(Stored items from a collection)
◇ ◇ ◇ ◇ ◇ ◇ ◇
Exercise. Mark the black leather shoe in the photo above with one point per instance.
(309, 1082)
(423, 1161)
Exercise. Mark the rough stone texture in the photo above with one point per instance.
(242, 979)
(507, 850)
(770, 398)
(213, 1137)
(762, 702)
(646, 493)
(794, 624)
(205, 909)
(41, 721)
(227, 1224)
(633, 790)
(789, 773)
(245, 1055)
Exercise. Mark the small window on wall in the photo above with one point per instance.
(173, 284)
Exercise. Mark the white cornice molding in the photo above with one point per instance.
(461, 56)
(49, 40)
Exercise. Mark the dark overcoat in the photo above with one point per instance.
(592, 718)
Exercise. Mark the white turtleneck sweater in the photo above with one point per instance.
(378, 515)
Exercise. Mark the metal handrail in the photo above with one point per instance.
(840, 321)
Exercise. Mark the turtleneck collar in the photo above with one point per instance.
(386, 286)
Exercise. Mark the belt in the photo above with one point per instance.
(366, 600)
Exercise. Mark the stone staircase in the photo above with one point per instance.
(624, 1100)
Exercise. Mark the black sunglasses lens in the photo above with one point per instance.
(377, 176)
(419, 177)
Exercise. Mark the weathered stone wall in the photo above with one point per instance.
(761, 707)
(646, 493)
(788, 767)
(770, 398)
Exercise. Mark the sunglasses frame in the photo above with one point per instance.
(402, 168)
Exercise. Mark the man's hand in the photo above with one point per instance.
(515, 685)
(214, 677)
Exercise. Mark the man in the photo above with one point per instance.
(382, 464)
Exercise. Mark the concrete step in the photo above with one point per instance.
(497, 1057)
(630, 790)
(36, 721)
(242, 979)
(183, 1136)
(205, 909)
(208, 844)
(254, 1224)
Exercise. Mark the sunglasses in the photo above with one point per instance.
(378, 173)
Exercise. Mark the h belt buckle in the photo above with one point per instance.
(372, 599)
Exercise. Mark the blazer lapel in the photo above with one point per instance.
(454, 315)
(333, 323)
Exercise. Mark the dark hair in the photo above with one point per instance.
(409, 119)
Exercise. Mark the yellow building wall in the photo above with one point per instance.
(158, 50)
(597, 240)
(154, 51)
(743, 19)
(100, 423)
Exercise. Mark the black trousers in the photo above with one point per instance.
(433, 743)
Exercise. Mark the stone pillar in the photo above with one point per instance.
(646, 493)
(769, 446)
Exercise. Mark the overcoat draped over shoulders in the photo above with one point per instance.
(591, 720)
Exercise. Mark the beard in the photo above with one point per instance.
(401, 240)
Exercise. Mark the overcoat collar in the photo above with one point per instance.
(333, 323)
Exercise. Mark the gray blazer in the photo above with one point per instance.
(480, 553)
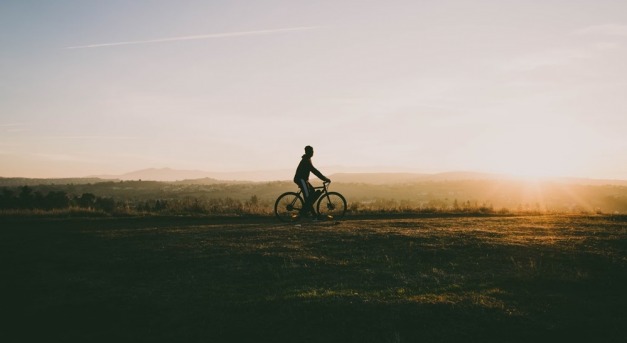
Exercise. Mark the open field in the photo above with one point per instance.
(191, 279)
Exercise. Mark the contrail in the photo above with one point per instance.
(196, 37)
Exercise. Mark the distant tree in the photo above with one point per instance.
(26, 197)
(105, 204)
(56, 200)
(86, 200)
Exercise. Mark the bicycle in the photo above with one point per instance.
(331, 205)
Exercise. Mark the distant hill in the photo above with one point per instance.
(408, 178)
(171, 175)
(21, 181)
(198, 177)
(397, 178)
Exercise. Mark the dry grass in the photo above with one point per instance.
(516, 279)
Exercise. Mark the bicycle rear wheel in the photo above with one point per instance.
(288, 206)
(332, 205)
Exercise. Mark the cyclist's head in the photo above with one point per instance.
(309, 151)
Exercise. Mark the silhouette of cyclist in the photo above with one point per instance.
(302, 180)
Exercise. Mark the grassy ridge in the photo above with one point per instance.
(515, 279)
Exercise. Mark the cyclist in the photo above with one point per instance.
(302, 180)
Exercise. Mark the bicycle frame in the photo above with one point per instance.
(325, 192)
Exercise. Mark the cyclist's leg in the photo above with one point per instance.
(306, 188)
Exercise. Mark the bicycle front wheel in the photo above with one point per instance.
(288, 206)
(332, 205)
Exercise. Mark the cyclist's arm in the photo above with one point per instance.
(319, 174)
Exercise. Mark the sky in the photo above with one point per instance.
(532, 88)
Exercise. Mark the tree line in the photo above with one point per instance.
(25, 198)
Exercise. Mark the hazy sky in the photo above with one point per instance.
(528, 87)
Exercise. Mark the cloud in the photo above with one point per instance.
(606, 29)
(556, 57)
(196, 37)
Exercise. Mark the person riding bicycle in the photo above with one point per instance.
(302, 180)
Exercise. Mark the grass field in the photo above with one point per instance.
(439, 279)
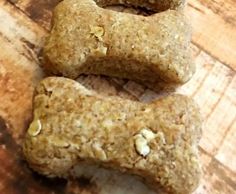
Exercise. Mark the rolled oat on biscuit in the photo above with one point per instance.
(88, 39)
(157, 141)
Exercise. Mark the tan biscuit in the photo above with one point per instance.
(154, 5)
(156, 141)
(88, 39)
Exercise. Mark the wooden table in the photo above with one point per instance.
(23, 27)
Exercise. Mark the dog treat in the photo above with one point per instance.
(154, 5)
(88, 39)
(157, 141)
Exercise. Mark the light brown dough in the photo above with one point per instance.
(156, 141)
(87, 39)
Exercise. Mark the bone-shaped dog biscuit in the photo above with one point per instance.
(88, 39)
(156, 141)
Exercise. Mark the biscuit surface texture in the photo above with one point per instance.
(88, 39)
(156, 141)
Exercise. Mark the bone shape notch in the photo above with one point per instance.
(156, 141)
(147, 49)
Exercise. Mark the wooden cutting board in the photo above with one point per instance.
(23, 27)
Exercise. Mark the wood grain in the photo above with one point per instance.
(23, 27)
(214, 24)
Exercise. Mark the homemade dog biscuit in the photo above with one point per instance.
(156, 141)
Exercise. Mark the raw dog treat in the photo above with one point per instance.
(156, 141)
(88, 39)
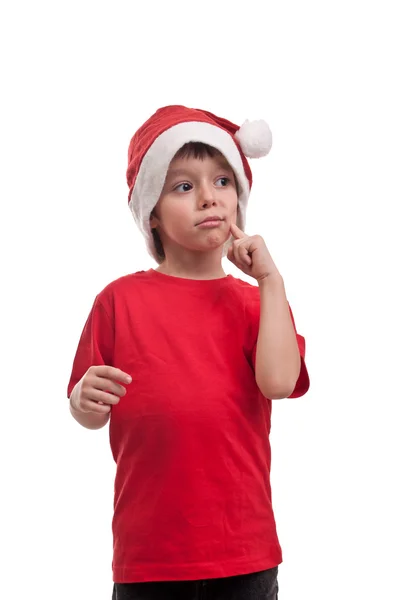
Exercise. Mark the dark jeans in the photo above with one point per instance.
(255, 586)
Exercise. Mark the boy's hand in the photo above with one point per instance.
(251, 255)
(97, 391)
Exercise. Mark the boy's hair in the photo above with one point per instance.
(197, 150)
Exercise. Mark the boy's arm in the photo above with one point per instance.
(278, 360)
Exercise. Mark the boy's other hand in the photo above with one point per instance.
(99, 390)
◇ ◇ ◇ ◇ ◇ ◇ ◇
Make an exact copy of the records above. Keep out every picture.

■ ANSWER ■
Exercise. Mark the black leather shoe in the photo above with one point per instance.
(309, 1082)
(423, 1161)
Exercise. Mark the rough stone texture in the photo above with one point per instance.
(242, 979)
(507, 850)
(770, 398)
(213, 1137)
(762, 702)
(646, 493)
(794, 624)
(205, 909)
(41, 721)
(227, 1224)
(633, 790)
(789, 773)
(245, 1055)
Exercise. Mark the small window on wall in the photo above with one point per instance.
(173, 284)
Exercise. Mark the white cornice molding in the photo above with one point per instance.
(461, 56)
(49, 40)
Exercise. Mark the dark overcoat in the photo above with one point per instance.
(592, 718)
Exercise. Mark the white turtleneck sweater in the photo above with one point per instance.
(378, 515)
Exercise. Mark the metal handrail in the photo above with one point per instance.
(840, 321)
Exercise. Mark the turtleneck collar in the photo above with one point per instance.
(386, 286)
Exercise. Mark the belt in the photo above with one point per instance.
(366, 600)
Exercise. Mark the stone staircase in the photo above with one point per instance.
(624, 1100)
Exercise. Mark the black sunglasses lens in the photo above with one point per instance.
(377, 176)
(419, 177)
Exercise. Mark the weathered stone wall in the photo above with one point per instance.
(761, 707)
(646, 493)
(788, 767)
(770, 398)
Exercise. Mark the sunglasses frame in the photo above with one point per instance.
(402, 168)
Exercise. Mark the man's hand in the photo above with one point per instance.
(515, 685)
(214, 677)
Exercise. Mark the man in the photo above with one point per instance.
(382, 464)
Exercise. Mark the concrete step in the photo above with one point per instance.
(497, 1057)
(630, 790)
(36, 721)
(242, 979)
(183, 1136)
(205, 909)
(208, 844)
(254, 1224)
Exercise. Mark the sunglasses in the photo above with one point per instance.
(378, 173)
Exercise. Mark the h belt buckle in the photo above with one point per instance.
(372, 599)
Exercise. Mark the blazer lapel in the photo above with one point per instance.
(454, 315)
(333, 323)
Exercise. Mark the dark hair in the photo above with one point per instance.
(409, 119)
Exercise. Mark the yellow building wall in the photo above with one point per instance.
(158, 50)
(597, 240)
(154, 51)
(743, 19)
(100, 423)
Exercise. Mark the black trousers in the photo above with one point per instance.
(433, 743)
Exercise. Mark the stone pillar in the photo above with one point per instance.
(646, 493)
(769, 446)
Exercise. Mark the overcoat draped over shoulders in the photo above with one point per instance.
(591, 720)
Exercise. Mark the beard in the photo above with one point per instance.
(401, 240)
Exercise. Mark the overcoat collar in the photo above with one point per instance.
(333, 323)
Exercise. Mark the gray blazer in the photo above with one point per instance.
(480, 553)
Exercise. Mark the open field in the photo above with one point per instance.
(191, 279)
Exercise. Mark the contrail in the photo above with one point per instance.
(196, 37)
Exercise. Mark the distant tree in the photo above with one point per instance.
(26, 197)
(105, 204)
(56, 200)
(86, 200)
Exercise. Mark the bicycle in the photo above with one point per instance.
(331, 205)
Exercise. Mark the distant hill in the photo above with one point per instance.
(408, 178)
(171, 175)
(21, 181)
(198, 177)
(397, 178)
Exercise. Mark the dry grass in the photo above with one point per instance.
(516, 279)
Exercise. Mark the bicycle rear wheel in the photo above with one point per instance.
(288, 206)
(332, 205)
Exercise. Mark the cyclist's head in the photo above with one point per instance.
(309, 151)
Exercise. Mark the silhouette of cyclist in the photo above with one point per instance.
(302, 180)
Exercise. Mark the grassy ridge in the photo above with one point per instance.
(515, 279)
Exercise. Mark the cyclist in the photo above with one point per instance.
(302, 180)
Exercise. Mark the bicycle frame in the photo above with one point per instance.
(325, 192)
Exercise. Mark the cyclist's leg in the photo above with one point per instance.
(306, 188)
Exercise. Mark the bicycle front wheel in the photo above with one point per instance.
(288, 206)
(332, 205)
Exercise. Mark the cyclist's arm in the photo above with one point per instance.
(319, 174)
Exercise. Mark the sky in the photo above with one point per instance.
(532, 88)
Exercise. Mark the tree line in the photo above with one point per instance.
(25, 198)
Exercise. Mark the hazy sky in the photo above with one point per instance.
(528, 87)
Exercise. Mark the cloud in the photo above with one point per instance.
(606, 29)
(556, 57)
(196, 37)
Exercise. Mark the person riding bicycle in the photo above with one point per instance.
(302, 180)
Exercise. Mark the grass field in the photo above with one point per instance.
(439, 279)
Exercise. Mark the rolled oat on biscuit in the photo above with one point per instance.
(88, 39)
(157, 141)
Exercise. Mark the tan biscuit in the photo above with one point per instance.
(154, 5)
(156, 141)
(88, 39)
Exercise. Mark the wooden table in the photo above with one point per instance.
(23, 27)
Exercise. Mark the dog treat in the photo above with one point per instance.
(154, 5)
(88, 39)
(157, 141)
Exercise. Mark the light brown dough in the photo above with one point per instance.
(156, 141)
(87, 39)
Exercise. Mark the bone-shaped dog biscuit in the photo above with one point per instance.
(88, 39)
(156, 141)
Exercise. Mark the biscuit surface texture in the photo above with one point per instance.
(88, 39)
(156, 141)
Exercise. Mark the bone shape notch in the photo above with one point per instance.
(156, 141)
(147, 49)
Exercise. Mark the wooden cutting board in the photo above with one point per instance.
(23, 27)
Exercise. Mark the wood grain in the photo above with one point per instance.
(23, 27)
(214, 24)
Exercise. Mark the homemade dog biscuit in the photo above with one point per instance.
(156, 141)
Exercise. Mark the raw dog treat in the photo above with one point per instance.
(156, 141)
(88, 39)
Exercise. Mark the dark jeans in the photo above with one point per instance.
(255, 586)
Exercise. Mark the boy's hand in the photo above with one point per instance.
(251, 255)
(97, 391)
Exercise. Mark the boy's hair in the photo above with one point per instance.
(197, 150)
Exercise. Mark the boy's arm in the photo above with one point per instance.
(278, 360)
Exercise. Mark the boy's other hand in the photo above with one point per instance.
(99, 390)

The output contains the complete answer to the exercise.